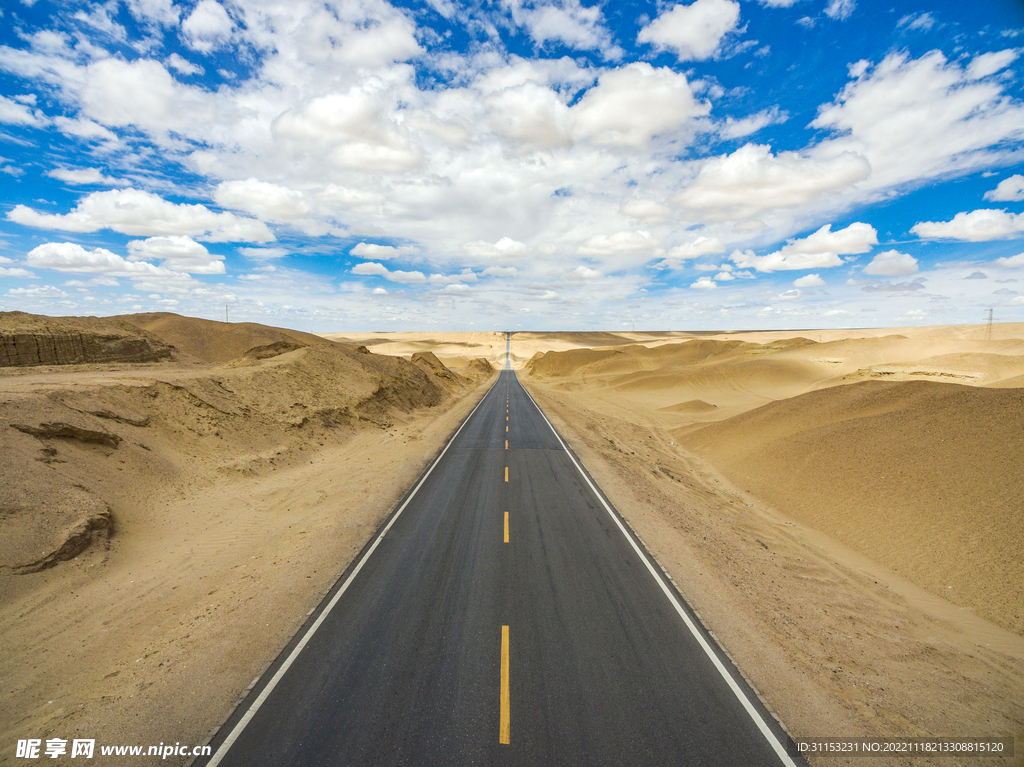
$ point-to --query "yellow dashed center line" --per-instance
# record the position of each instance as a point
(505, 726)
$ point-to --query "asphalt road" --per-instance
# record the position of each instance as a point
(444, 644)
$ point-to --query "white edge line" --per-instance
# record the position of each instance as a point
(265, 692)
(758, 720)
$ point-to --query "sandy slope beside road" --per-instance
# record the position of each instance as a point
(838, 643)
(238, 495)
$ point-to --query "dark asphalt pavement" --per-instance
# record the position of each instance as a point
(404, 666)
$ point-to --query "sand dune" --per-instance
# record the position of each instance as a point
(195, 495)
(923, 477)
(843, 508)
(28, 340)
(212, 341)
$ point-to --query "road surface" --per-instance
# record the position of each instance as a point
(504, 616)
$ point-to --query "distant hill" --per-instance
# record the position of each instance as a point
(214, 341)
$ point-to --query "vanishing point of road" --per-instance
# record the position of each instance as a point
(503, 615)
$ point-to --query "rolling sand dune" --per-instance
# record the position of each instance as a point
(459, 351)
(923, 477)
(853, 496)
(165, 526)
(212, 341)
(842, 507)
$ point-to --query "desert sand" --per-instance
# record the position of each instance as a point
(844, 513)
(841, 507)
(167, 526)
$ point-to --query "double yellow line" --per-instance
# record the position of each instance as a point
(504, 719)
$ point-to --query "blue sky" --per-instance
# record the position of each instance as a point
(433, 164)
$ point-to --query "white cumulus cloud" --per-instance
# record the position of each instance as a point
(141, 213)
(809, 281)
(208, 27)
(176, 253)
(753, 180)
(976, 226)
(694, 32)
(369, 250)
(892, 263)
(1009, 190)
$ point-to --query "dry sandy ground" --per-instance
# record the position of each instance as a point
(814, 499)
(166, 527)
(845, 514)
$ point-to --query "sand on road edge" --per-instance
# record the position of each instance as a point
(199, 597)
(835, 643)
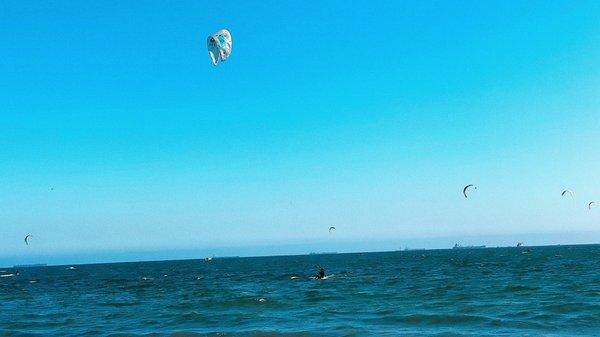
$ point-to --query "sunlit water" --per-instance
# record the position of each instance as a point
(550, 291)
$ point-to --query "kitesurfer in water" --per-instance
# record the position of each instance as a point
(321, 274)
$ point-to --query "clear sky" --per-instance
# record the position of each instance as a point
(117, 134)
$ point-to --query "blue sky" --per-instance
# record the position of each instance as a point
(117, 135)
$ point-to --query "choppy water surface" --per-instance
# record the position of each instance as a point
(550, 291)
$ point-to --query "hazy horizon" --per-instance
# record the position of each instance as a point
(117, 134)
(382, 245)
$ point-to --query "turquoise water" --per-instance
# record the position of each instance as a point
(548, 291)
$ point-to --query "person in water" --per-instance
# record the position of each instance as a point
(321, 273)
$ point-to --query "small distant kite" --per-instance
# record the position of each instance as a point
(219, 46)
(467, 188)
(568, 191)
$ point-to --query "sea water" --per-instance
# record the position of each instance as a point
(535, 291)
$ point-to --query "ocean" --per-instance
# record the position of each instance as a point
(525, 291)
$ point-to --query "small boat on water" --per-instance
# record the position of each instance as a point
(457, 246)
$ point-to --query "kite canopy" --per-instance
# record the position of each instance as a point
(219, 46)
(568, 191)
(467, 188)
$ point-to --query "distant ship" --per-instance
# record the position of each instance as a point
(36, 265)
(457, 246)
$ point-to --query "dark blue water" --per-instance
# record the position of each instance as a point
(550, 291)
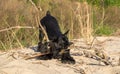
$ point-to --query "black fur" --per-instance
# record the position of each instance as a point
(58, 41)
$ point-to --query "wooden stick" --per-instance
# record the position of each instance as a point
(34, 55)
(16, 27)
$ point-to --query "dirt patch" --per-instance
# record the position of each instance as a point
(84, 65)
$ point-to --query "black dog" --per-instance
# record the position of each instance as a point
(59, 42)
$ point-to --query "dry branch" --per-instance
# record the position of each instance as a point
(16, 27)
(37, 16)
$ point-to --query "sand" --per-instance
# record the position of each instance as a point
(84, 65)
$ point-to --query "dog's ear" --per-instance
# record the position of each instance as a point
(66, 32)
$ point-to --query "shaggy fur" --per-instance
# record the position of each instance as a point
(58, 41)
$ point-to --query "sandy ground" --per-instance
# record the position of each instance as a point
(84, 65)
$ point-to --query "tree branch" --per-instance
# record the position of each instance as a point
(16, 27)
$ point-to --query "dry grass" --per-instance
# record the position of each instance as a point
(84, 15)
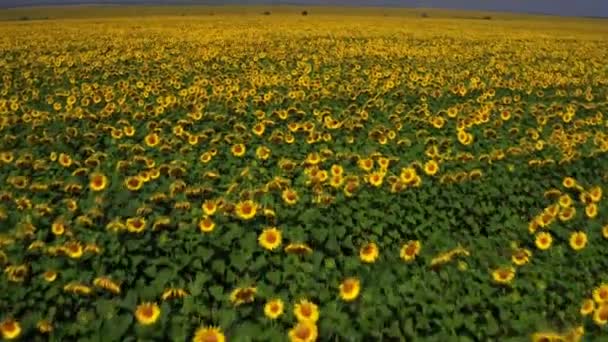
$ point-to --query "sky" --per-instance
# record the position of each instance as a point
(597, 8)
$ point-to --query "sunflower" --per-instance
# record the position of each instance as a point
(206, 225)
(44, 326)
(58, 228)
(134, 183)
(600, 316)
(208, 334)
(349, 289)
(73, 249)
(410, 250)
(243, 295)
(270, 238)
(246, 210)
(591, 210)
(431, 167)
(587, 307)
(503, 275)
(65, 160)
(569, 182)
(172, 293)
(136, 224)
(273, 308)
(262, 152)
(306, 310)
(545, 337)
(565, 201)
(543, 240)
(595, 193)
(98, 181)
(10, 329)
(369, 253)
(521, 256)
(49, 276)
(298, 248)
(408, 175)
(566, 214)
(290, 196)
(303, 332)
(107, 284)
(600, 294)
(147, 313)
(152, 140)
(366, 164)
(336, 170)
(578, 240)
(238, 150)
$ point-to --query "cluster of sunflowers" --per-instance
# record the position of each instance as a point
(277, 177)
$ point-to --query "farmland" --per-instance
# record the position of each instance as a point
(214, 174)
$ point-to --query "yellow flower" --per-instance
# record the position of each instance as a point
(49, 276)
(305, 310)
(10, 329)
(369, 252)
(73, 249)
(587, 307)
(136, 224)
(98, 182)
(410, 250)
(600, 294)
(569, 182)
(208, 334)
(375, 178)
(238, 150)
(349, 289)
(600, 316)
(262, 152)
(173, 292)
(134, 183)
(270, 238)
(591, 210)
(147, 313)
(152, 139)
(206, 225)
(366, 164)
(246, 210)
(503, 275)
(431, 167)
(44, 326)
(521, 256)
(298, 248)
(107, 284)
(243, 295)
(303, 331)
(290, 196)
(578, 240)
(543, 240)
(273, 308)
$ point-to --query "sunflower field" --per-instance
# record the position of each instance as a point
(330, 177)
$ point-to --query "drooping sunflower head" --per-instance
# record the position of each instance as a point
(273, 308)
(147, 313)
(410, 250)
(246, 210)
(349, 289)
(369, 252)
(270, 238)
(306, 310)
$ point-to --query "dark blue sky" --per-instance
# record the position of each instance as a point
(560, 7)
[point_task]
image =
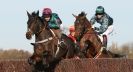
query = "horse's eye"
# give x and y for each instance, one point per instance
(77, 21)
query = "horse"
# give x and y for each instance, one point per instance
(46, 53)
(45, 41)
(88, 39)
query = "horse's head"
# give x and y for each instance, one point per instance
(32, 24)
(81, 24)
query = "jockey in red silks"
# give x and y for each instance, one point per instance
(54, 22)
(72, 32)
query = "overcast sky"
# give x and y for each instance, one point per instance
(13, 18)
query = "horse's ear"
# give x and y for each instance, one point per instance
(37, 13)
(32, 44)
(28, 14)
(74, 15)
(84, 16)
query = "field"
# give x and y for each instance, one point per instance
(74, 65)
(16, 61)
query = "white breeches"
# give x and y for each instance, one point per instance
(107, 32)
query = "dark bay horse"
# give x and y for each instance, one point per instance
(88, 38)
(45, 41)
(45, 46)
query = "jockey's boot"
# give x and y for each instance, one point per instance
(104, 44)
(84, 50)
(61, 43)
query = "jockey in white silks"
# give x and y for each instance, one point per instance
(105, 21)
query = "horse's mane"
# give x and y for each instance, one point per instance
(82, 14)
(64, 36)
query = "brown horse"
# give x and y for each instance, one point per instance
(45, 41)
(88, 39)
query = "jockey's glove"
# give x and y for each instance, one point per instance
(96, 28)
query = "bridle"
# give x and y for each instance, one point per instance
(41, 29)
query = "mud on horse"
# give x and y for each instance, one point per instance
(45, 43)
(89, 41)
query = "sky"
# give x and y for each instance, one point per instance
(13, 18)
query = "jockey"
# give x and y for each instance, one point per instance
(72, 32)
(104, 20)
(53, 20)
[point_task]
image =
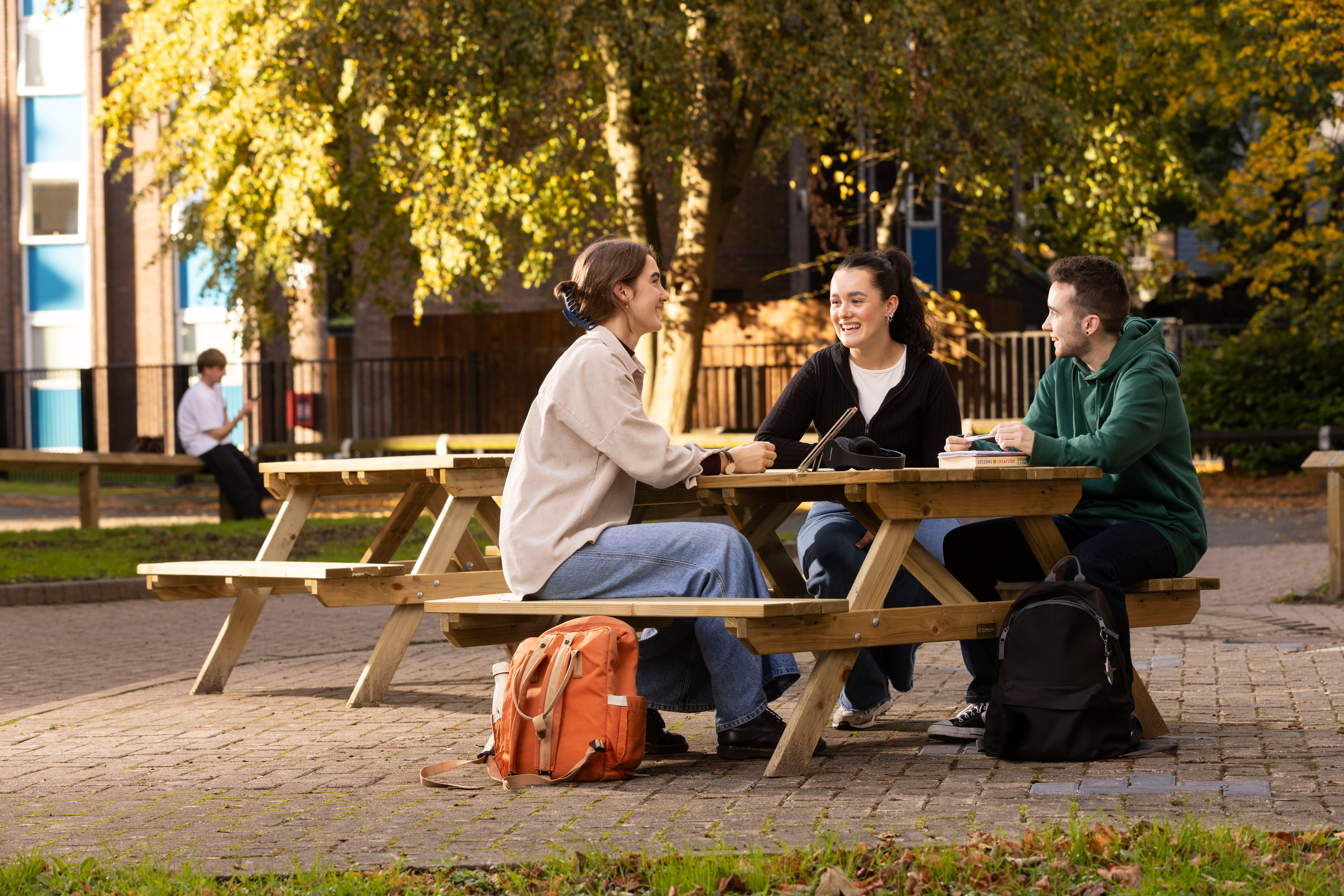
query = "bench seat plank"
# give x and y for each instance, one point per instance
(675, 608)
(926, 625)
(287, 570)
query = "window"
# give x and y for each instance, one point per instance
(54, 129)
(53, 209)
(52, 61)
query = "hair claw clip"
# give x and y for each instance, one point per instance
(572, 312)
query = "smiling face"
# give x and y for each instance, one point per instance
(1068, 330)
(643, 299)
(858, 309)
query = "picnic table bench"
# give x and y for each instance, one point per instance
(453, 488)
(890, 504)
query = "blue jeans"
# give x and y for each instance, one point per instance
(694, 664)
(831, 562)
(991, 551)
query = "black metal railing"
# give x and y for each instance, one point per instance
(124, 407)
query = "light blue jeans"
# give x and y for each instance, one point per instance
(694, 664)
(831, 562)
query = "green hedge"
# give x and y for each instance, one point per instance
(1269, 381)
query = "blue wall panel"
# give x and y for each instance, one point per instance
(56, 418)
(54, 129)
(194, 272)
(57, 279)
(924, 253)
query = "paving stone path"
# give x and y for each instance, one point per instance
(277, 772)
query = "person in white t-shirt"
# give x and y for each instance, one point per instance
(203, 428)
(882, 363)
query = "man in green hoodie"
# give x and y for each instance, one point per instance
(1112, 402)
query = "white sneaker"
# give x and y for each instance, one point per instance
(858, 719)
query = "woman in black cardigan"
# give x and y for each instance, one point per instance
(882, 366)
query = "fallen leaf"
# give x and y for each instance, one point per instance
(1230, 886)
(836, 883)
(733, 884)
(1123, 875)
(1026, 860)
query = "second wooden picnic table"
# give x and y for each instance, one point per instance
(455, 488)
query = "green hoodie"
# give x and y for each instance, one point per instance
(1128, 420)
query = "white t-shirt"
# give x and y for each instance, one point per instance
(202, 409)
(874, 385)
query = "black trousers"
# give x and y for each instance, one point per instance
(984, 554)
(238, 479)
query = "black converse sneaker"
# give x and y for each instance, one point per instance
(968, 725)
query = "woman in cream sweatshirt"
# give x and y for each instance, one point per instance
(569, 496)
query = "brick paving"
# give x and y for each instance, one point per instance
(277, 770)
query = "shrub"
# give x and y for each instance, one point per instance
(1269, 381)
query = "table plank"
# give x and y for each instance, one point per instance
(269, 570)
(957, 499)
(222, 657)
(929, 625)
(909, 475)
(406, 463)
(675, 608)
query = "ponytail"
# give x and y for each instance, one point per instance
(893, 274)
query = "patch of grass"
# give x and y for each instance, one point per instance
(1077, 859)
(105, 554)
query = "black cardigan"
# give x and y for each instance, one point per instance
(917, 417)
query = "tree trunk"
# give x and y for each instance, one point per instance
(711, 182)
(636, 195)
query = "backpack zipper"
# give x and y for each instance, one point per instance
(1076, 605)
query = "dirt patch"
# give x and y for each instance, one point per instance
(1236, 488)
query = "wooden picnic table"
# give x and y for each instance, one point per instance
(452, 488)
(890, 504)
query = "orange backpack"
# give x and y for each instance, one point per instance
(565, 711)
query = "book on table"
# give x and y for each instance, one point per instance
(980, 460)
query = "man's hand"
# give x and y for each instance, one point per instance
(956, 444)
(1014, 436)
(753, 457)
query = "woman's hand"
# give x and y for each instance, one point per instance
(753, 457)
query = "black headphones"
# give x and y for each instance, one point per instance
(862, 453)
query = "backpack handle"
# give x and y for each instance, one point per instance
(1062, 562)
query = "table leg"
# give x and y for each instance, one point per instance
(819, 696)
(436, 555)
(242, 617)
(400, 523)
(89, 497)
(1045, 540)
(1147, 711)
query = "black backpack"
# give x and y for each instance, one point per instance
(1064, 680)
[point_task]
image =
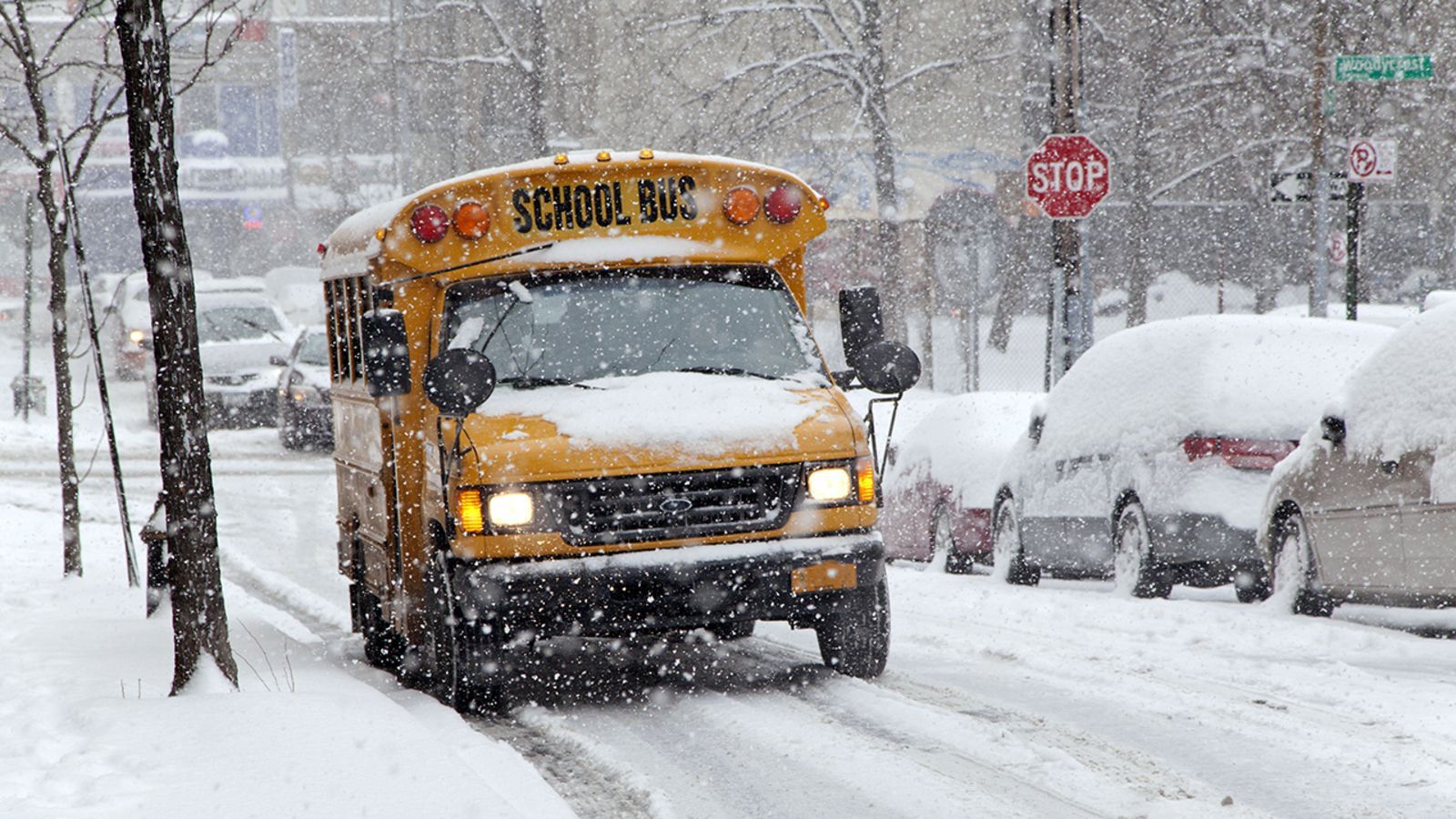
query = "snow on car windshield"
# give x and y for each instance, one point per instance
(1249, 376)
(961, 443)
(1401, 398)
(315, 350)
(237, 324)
________________________________________
## Directions for this task
Determine how many lines contain the string "field" in the listing, and state that number by itself.

## Answer to this problem
2